## EXCERPTED PASSAGE
Higher Is Waiting is mostly a memoir, but also somewhat of a Bible study-type devotional. The book is divided into a bunch of little chapters where Perry offers up an anecdote from his life, then shares the lesson he learned, a related Bible verse to study, and asks a few reflection questions.
In my opinion, about a third of the book is throwaway. Perry’s stories aren’t always that interesting, and some of the insights aren’t all that, well, insightful. I spent a lot of time in church growing up, and many of Perry’s lessons were already very familiar to me. I’m guessing other readers will feel the same way.
Where this book excels, though, is in the stories about Perry’s own childhood. I never knew he grew up poor or that his father was an abusive alcoholic. I didn’t realize Perry was so close to his mother and that, even as a child, he felt wholly responsible for protecting her.

## GIVEN DATA
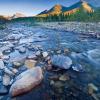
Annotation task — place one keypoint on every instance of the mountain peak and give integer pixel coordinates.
(58, 9)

## TASK SET
1. From the review of Higher Is Waiting, extract the part that opens with the words containing "In my opinion, about" and closes with "for protecting her.".
2. Continue the review of Higher Is Waiting from the point where it stops.
The lines have no connection to the review of Higher Is Waiting.

## SOLVED TASKS
1.
In my opinion, about a third of the book is throwaway. Perry’s stories aren’t always that interesting, and some of the insights aren’t all that, well, insightful. I spent a lot of time in church growing up, and many of Perry’s lessons were already very familiar to me. I’m guessing other readers will feel the same way.
Where this book excels, though, is in the stories about Perry’s own childhood. I never knew he grew up poor or that his father was an abusive alcoholic. I didn’t realize Perry was so close to his mother and that, even as a child, he felt wholly responsible for protecting her.

2.
It’s clear that Perry’s experience of growing up in an abusive home helped him (and, let’s face it, probably forced him…) to be a sharp and discerning observer of people. The guy is perceptive, and he has an impressive ability to see what motivates the people he interacts with. Yet despite his experiences early on in life and despite having that natural ability to “sniff out” danger or ill intention, Perry has managed to develop an accepting and loving graciousness toward people, even toward those who have wronged him. I can’t help but respect that.
I admire Perry for how far he’s come in life, for his perseverance and hard work. And I appreciate how honest he is in this book. I still think certain chapters could have been stronger (or even eliminated altogether), but I so enjoyed learning about Perry’s childhood and hearing his thoughts on people, family, relationships, work, and life.